● DIRECTIONS FOR THIS TASK
Please identify every line in the data below that contains the word "white" and copy each of those lines.

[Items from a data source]
....
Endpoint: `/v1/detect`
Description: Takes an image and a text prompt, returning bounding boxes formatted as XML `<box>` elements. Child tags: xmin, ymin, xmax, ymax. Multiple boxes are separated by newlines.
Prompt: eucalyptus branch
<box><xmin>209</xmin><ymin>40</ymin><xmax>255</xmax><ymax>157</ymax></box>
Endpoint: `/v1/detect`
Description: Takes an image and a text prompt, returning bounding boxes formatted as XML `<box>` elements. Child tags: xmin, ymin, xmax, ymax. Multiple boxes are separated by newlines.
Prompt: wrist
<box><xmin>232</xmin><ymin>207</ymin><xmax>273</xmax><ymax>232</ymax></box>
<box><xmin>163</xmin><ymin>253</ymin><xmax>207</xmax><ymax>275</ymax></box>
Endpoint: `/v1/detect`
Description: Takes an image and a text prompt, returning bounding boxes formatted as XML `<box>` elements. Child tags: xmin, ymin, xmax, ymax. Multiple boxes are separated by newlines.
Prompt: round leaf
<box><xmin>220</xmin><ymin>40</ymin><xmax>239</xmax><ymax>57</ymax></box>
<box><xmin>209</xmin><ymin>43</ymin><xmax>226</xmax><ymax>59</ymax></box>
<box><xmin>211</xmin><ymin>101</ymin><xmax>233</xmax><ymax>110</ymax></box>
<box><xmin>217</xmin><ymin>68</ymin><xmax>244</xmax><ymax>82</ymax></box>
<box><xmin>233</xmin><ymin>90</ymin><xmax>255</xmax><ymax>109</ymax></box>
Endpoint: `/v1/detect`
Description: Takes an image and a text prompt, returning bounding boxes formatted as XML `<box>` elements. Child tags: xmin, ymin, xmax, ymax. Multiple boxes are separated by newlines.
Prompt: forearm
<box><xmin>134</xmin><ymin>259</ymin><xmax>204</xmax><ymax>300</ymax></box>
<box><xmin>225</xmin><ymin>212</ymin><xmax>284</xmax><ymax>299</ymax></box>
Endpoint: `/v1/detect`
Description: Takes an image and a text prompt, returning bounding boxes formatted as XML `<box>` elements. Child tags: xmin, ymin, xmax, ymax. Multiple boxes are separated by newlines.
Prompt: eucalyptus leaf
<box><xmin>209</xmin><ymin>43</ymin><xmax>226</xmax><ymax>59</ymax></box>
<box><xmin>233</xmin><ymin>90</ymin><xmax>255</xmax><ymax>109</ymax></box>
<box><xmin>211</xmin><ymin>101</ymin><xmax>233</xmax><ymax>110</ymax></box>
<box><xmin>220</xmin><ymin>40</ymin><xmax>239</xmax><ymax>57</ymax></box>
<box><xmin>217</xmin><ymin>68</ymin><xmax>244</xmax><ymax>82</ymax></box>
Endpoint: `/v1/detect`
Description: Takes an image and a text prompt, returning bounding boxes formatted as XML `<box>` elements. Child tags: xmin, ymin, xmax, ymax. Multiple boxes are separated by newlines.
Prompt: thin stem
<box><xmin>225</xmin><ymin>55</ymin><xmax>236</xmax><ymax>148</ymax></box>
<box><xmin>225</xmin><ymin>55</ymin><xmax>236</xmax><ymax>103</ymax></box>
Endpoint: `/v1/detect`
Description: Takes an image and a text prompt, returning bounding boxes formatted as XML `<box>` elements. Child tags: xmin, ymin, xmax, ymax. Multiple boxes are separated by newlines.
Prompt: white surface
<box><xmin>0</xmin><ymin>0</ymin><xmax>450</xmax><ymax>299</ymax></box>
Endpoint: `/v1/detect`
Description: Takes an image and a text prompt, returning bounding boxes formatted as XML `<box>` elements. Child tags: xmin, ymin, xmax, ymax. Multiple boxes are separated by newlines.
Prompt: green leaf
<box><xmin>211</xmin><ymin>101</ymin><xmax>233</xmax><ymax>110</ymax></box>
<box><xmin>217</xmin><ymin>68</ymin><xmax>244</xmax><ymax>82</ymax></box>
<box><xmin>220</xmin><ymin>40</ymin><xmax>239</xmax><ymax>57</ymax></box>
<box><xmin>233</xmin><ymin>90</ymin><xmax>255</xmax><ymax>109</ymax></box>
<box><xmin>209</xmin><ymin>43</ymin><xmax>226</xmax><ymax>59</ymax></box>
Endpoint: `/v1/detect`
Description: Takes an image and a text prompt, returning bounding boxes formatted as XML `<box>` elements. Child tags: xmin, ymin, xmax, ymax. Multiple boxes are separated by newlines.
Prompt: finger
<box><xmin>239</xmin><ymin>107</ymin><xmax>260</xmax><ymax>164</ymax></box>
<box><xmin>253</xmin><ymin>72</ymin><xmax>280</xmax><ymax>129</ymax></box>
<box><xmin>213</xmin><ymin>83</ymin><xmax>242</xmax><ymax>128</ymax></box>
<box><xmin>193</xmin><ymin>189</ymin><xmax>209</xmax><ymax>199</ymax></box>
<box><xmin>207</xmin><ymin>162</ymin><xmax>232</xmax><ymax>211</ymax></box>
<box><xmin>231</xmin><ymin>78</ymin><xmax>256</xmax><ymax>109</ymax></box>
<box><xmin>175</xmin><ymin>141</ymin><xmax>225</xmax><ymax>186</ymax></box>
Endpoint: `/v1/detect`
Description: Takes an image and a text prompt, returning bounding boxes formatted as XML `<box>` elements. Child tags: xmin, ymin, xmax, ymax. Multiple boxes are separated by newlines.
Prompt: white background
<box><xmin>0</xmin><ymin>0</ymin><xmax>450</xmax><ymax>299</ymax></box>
....
● RESULT
Prompt: white surface
Prompt: white background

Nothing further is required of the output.